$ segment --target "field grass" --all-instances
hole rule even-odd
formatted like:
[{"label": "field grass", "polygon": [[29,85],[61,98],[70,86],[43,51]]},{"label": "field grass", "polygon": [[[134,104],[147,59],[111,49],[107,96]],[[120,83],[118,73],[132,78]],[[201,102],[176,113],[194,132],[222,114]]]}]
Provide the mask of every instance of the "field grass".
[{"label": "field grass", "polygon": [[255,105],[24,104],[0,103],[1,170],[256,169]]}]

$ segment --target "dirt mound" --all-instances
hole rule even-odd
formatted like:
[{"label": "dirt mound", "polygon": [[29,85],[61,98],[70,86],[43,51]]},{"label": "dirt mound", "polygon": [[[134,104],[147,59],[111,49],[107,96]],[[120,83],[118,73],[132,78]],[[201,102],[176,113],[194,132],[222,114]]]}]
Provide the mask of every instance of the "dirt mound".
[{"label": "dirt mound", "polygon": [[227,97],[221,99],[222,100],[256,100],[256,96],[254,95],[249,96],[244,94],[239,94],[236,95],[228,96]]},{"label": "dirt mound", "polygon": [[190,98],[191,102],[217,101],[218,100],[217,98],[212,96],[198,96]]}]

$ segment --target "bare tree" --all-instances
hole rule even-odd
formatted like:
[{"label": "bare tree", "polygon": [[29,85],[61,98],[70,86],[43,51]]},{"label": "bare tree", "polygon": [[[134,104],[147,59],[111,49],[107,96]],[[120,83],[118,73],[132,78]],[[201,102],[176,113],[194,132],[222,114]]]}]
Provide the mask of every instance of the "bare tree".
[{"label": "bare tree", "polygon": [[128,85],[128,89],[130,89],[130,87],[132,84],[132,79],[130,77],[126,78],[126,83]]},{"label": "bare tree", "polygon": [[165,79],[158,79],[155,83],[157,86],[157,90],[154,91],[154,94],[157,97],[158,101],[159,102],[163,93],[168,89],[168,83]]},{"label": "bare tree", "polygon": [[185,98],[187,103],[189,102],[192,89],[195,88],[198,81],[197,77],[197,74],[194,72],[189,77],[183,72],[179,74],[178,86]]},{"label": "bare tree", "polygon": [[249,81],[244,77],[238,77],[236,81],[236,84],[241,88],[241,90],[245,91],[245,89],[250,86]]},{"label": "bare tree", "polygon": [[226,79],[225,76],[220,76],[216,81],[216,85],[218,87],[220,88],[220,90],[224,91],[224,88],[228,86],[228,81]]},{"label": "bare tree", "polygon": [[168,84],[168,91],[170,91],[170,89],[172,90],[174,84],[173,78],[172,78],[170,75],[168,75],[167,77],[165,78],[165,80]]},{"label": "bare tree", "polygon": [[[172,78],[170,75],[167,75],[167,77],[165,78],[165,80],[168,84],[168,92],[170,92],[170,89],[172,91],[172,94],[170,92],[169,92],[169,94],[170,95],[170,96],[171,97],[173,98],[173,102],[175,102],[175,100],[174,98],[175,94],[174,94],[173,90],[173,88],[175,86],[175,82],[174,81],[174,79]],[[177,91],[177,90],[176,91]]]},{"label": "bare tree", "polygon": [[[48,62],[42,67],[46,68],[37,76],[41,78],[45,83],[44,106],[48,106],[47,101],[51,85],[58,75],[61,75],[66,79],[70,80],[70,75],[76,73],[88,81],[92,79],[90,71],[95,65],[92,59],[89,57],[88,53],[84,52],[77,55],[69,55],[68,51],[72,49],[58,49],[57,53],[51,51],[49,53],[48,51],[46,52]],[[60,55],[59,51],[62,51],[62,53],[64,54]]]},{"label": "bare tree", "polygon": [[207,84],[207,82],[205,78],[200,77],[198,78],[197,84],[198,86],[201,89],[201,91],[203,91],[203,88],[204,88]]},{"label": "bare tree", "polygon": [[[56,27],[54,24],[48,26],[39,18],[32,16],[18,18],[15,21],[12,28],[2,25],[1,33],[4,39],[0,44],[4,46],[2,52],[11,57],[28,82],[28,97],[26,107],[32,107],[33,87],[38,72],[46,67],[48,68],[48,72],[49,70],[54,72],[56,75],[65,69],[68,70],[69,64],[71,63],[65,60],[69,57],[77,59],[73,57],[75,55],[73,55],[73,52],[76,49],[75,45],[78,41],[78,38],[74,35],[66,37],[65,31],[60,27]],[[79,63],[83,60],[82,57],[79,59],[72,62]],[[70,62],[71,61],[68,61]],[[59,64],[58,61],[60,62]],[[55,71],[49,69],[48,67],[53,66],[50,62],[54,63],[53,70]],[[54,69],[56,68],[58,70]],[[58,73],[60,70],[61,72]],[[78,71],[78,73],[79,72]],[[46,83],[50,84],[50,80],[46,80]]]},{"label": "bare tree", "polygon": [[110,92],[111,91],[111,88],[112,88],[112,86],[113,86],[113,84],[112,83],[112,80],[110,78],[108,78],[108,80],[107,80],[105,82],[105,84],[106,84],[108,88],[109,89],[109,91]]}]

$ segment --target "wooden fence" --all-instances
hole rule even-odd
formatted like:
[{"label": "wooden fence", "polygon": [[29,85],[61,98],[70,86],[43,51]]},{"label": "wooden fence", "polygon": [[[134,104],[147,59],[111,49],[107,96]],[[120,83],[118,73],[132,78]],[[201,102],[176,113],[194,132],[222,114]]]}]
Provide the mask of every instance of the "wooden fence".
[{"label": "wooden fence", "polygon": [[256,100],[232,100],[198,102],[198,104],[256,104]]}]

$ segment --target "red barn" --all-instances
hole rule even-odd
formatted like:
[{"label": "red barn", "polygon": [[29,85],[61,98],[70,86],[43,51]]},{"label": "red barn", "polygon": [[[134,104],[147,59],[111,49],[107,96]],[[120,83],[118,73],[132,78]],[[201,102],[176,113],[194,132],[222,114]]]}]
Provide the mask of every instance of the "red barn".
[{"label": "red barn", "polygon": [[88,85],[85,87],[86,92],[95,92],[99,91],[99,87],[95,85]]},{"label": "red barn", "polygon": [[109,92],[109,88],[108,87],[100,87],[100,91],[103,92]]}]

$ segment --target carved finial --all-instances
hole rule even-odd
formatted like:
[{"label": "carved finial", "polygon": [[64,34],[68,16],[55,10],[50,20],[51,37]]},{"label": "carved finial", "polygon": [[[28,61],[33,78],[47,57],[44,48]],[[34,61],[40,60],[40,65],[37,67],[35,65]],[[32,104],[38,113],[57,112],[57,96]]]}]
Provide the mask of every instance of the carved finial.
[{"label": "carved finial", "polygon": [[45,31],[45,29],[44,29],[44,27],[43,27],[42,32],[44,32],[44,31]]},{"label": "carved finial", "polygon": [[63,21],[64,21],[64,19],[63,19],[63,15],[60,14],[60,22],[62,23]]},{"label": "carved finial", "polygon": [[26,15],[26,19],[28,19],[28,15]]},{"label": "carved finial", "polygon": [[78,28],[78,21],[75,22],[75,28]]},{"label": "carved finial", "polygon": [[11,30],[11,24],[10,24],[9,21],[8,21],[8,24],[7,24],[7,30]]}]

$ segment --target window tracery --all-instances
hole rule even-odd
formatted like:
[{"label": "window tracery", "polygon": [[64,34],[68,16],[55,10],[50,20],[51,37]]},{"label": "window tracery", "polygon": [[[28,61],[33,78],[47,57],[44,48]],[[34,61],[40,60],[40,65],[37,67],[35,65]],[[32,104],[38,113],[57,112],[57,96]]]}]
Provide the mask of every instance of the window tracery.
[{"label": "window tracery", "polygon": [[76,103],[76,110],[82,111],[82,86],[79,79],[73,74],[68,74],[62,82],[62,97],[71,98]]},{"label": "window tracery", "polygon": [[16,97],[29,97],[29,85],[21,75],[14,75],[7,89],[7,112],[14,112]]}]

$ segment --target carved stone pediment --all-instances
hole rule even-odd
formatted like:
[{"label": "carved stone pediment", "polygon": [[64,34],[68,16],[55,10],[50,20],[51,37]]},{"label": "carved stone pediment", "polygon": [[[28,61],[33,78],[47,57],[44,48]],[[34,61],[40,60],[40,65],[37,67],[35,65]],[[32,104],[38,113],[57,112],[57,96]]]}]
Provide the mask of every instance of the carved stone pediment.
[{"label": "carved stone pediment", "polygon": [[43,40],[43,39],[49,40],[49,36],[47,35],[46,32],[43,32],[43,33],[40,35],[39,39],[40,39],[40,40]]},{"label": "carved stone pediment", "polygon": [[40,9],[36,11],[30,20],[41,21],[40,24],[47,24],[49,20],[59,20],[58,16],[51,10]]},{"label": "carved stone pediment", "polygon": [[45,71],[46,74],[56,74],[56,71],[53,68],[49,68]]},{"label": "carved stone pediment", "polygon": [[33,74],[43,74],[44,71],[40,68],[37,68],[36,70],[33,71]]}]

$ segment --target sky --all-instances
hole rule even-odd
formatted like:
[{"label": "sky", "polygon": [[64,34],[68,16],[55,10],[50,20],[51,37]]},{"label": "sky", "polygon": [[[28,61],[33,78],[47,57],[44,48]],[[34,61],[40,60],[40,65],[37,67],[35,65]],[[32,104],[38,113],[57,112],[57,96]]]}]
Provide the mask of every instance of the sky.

__________

* [Task goal]:
Print only the lines from the one with "stone pediment --all-instances" to the end of the records, both included.

* [Result for this exercise]:
$ segment --target carved stone pediment --all-instances
hole rule even-odd
formatted like:
[{"label": "carved stone pediment", "polygon": [[64,34],[68,16],[55,10],[50,20],[51,37]]},{"label": "carved stone pediment", "polygon": [[[28,61],[33,78],[47,57],[44,48]],[[34,61],[40,60],[40,65],[37,67],[35,65]],[[32,104],[38,113],[57,112],[57,96]]]}]
Provide the mask of every instance of the carved stone pediment.
[{"label": "carved stone pediment", "polygon": [[43,40],[43,39],[49,40],[49,36],[47,35],[46,32],[43,32],[43,33],[40,35],[39,39],[40,39],[40,40]]},{"label": "carved stone pediment", "polygon": [[40,9],[36,11],[30,20],[41,21],[40,24],[47,24],[49,20],[59,20],[58,16],[51,10]]},{"label": "carved stone pediment", "polygon": [[45,71],[46,74],[56,74],[56,71],[53,68],[49,68]]},{"label": "carved stone pediment", "polygon": [[33,74],[43,74],[44,71],[40,68],[37,68],[36,70],[33,71]]}]

$ segment --target sky --all-instances
hole rule even-odd
formatted like:
[{"label": "sky", "polygon": [[64,34],[68,16],[55,10],[50,20],[51,37]]},{"label": "sky", "polygon": [[[28,61],[33,78],[47,57],[44,48]],[[34,61],[40,60],[40,65],[37,67],[35,65]],[[32,104],[38,113],[57,112],[57,96]]]}]
Provide the mask of every instance of the sky.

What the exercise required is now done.